When Jeremiah returns to Jerusalem and denounces not only this practice but the corruption in Jerusalem as well,  he is beaten and placed in stocks by orders of a temple priest and administrator, Pashhur.  “The prophet’s response was to rename the priest ‘Terror on every side’ (v. 3; cf. 6:25, where this phrase describes the people’s response to an invasion from the north, and 20:10, where is describes Jeremiah’s response to his enemies’ actions).  This name symbolizes the fact that Pashhur will be a ‘terror’ both to himself and to his friends: they and the whole land will suffer death, plundering and exile at the hands of the Babylonians (vv. 4-6).  The assertion that Pashhur has misled his friends (v. 6b) is the key to his condemnation.  His reaction to Jeremiah’s message was based on a partisan political position, supported, of course, by an appropriate religious ideology.  From his own standpoint Jeremiah was convinced that this position would lead to disaster”.  (HARPERCOLLINS BIBLE COMMENTARY, 561)

This is grime reading and yet it is the kind of persecution that takes place constantly in our world.  Sometimes is happens an ocean away . . . today I am thinking of the people of Egypt.  It also happens right under our noses . . . today I also think about someone dear to me who is persecuted for speaking up.  No matter when this kind of harassment takes place, the effect the bully wishes to create – silence – is void, and in time an opposite result occurs – the truth always comes out in the end.

*****

Could you set down, word for word, the part of the passage on Jeremiah and Pashhur between "This is grime" and "in the end.", inclusive?

*****

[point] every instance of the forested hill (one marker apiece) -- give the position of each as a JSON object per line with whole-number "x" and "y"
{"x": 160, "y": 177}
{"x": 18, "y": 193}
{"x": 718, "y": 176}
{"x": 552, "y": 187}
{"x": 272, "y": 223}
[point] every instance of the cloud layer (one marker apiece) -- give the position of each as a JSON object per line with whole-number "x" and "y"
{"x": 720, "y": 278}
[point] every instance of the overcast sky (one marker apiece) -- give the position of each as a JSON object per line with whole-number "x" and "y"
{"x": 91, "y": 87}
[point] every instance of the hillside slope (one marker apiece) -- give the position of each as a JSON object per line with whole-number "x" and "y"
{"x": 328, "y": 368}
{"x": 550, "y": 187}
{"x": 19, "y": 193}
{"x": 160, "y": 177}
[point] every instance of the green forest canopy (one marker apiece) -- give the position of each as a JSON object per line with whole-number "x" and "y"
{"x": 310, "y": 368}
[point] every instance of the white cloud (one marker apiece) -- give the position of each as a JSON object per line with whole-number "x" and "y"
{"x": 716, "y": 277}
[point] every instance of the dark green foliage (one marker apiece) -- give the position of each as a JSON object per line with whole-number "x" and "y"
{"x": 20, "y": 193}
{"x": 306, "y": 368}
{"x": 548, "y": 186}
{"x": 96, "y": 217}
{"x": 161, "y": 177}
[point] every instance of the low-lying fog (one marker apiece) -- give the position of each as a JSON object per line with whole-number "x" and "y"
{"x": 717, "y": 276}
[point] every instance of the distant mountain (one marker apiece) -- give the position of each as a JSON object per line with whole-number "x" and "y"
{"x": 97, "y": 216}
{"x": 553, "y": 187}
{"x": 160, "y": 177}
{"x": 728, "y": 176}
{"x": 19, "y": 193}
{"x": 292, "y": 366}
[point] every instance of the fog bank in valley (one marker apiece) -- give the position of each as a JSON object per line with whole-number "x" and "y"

*****

-- PROBLEM SOLUTION --
This is grime reading and yet it is the kind of persecution that takes place constantly in our world.  Sometimes is happens an ocean away . . . today I am thinking of the people of Egypt.  It also happens right under our noses . . . today I also think about someone dear to me who is persecuted for speaking up.  No matter when this kind of harassment takes place, the effect the bully wishes to create – silence – is void, and in time an opposite result occurs – the truth always comes out in the end.